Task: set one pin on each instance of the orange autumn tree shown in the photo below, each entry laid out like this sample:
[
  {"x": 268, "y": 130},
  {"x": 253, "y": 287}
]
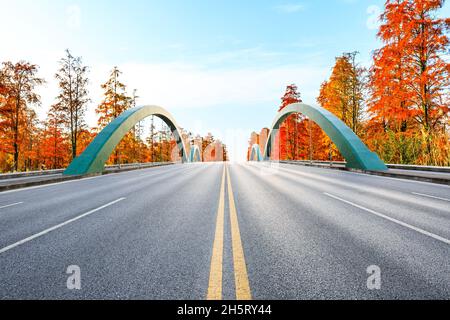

■ GIVEN TASK
Quote the records above word for word, leaving out the pictures.

■ ANSWER FOR THE TASK
Task: set one pin on each instance of the orange autumn tree shown in the photo below, each entry laid out like this sample:
[
  {"x": 268, "y": 130},
  {"x": 253, "y": 287}
]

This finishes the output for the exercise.